▶ _SUPPLIED PASSAGE_
Introduction: Oscilloscope,Frequency Counter and Component Tester Using Arduino
This device can able to perform Frequency Counting,Oscilloscope,Capacitance Measurement,Continuity Testing,Temperature and Humidity sensing,Digital Clock having TIME and DATE.This device will be useful for doing electronic projects.
Step 1: Components Required
- 20 x 4 LCD
- Arduino Nano
- 3V to 5V DC Stepup Converter
- LM 35
- DHT 22
Real Time Clock
- DS1307 I2C Tiny RTC
- 74HC595N Shift Register
- 74LS14 Schmitt Trigger
- General Purpose PCB
- Male Header Pins
- Female to Female jumper wire-------7
- Two pin screw terminal--------5
- Small piezo buzzer
- 1N4148 --------- 2
- 10KΩ -------------3
- 10K pot
- Push Button-------2
- 18650 Lithium Ion Cell
- SPDT Switch
Step 2: Schematic Diagram
The potentiometer which i used in LCD is 10K.
Frequency counter input.You can connect any external AC signal to know the frequency.
Capacitance Meter input for Range 20 pF to 1000 nF.
Capacitance Meter input for Range 1μF to 4700 μF.
Oscilloscope input.You can connect any AC signal and view it in PC.
Continuity Tester input.
Step 3: Schematic Diagram for PushButton
Reset button is used to reset the arduino to go back to initial menu.Function button is used to change the functions performed by arduino.Function button need to be long pressed to change the functions.
Step 4: Soldering the Schematic
I have soldered the circuits and header pins in general purpose pcb according to the schematic diagram.
Step 5: Soldering the LCD Interfacing Circuit
Step 6: Assembling
Step 7: Program Code
I have attached the program code in rar and txt format.Extract the rar file and open it in arduino IDE.
Step 8: LCD Interfacing Using Shift Register
Operation of the circuit
I had used shift register 74HC595N to interface LCD.This shift register will take three digital inputs and produce eight digital output.To save the digital I/O pins i have interfaced LCD using 74HC595N.
Step 9: Oscilloscope
Oscilloscope is one of the essential tool for electronics hobbyists to verify their designs.This oscilloscope can be designed at a very low cost and only thing that you need to have is an arduino and a computer.Here arduino board acts as a hardware for signal acquisition.You can use this oscilloscope to see different frequency wave forms.

▶ _RECORDS FOR THIS TASK_
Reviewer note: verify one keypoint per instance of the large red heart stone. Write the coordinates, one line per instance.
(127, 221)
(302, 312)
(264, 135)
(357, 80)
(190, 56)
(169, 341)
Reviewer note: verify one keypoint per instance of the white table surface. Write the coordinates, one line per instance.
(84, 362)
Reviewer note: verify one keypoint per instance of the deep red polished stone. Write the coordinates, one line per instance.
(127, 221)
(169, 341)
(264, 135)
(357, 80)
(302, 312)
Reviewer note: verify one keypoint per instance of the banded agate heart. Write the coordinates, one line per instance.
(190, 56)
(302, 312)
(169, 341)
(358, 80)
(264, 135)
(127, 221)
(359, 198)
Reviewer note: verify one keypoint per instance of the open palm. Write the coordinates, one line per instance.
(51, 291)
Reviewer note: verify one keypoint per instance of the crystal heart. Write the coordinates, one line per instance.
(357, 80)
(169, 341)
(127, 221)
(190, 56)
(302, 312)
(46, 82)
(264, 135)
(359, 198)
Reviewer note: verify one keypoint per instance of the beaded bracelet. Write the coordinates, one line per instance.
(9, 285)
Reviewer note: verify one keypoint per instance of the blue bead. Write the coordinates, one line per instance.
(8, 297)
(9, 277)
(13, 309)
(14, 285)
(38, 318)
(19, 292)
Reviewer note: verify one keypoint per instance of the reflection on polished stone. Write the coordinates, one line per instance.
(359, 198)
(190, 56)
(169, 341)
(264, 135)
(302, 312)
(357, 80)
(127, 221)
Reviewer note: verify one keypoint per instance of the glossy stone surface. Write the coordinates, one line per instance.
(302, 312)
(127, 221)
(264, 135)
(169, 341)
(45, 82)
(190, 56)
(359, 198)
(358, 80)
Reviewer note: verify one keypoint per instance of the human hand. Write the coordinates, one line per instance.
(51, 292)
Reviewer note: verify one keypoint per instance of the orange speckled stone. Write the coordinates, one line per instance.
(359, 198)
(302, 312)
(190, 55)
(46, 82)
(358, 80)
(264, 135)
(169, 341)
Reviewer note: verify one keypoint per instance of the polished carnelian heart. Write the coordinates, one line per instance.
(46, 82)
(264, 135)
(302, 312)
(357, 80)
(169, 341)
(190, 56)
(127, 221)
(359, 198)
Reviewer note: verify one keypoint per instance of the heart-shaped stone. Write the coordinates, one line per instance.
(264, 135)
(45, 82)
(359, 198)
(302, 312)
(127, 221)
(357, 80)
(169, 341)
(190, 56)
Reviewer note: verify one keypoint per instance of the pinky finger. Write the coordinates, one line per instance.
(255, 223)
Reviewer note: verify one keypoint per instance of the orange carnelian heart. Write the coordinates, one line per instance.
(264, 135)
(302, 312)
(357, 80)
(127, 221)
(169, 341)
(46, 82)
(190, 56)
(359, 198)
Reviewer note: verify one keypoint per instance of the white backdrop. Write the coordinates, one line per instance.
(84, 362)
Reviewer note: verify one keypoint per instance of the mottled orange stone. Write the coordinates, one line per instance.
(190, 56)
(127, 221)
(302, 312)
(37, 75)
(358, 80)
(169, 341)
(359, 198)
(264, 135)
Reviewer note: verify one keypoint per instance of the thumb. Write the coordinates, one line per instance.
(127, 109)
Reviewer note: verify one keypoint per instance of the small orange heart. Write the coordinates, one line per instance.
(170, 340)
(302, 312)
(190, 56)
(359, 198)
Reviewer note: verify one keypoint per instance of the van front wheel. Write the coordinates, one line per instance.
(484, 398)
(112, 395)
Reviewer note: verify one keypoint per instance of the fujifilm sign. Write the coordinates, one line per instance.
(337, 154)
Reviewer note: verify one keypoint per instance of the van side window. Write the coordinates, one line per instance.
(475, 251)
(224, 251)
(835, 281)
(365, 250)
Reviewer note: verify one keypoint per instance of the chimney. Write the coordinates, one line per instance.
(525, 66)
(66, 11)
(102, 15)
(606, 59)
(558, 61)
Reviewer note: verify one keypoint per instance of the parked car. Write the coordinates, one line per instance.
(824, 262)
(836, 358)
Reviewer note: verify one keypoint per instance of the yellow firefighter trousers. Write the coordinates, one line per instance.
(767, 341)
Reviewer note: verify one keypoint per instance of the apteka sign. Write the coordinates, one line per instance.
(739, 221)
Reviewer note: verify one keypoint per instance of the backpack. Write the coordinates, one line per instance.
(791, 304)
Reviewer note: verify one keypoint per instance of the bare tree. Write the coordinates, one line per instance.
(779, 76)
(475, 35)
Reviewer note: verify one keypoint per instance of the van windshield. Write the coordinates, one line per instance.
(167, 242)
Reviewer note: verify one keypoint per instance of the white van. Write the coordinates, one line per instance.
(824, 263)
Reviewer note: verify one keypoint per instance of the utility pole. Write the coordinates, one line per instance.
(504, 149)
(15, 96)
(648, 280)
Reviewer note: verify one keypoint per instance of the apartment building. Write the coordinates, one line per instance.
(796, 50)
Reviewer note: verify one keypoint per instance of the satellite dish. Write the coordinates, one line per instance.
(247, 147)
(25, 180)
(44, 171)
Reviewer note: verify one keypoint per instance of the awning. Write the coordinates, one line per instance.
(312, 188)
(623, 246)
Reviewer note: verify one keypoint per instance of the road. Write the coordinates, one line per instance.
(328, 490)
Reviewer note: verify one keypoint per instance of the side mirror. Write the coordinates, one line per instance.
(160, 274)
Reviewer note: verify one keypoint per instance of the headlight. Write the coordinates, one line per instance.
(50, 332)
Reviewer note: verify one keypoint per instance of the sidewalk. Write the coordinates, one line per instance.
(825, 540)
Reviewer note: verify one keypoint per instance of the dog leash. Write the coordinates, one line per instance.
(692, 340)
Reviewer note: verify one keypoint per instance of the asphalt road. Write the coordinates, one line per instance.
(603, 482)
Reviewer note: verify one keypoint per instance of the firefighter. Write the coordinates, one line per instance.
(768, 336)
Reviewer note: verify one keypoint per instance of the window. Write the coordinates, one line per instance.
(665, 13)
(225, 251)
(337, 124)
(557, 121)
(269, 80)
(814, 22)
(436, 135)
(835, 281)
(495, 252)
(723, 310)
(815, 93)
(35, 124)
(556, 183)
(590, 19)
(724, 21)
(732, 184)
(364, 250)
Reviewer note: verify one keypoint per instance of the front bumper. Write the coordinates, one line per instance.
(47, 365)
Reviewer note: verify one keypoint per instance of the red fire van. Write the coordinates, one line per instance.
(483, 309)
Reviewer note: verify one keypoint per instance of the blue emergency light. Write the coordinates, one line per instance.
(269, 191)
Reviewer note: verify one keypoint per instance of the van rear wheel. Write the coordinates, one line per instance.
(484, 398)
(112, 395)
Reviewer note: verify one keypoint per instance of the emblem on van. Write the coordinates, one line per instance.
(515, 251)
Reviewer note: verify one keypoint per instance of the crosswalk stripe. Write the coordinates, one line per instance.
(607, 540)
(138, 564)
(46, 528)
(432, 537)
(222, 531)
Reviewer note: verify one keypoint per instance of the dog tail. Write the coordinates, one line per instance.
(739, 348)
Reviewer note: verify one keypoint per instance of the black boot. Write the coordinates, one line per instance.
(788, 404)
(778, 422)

▶ _EXERCISE TASKS_
1. Does the Arduino oscilloscope page support each statement? Answer yes or no, and quote the deciding words.
(a) The function button has to be long pressed to change the functions.
(b) The LCD is interfaced through the 74LS14 Schmitt trigger.
(c) One capacitance meter input covers the range 20 pF to 1000 nF.
2. Reproduce everything in the entries from the line containing "Reviewer note: verify one keypoint per instance of the black" down to the last line of the entries, including both ends.
The Arduino oscilloscope page and the entries are unrelated to each other.

▶ _SOLUTIONS BY TASK_
1.
(a) Yes: "Function button need to be long pressed to change the functions."
(b) No: "I had used shift register 74HC595N to interface LCD."
(c) Yes: "Capacitance Meter input for Range 20 pF to 1000 nF."

2.
Reviewer note: verify one keypoint per instance of the black boot. Write the coordinates, one line per instance.
(788, 404)
(778, 422)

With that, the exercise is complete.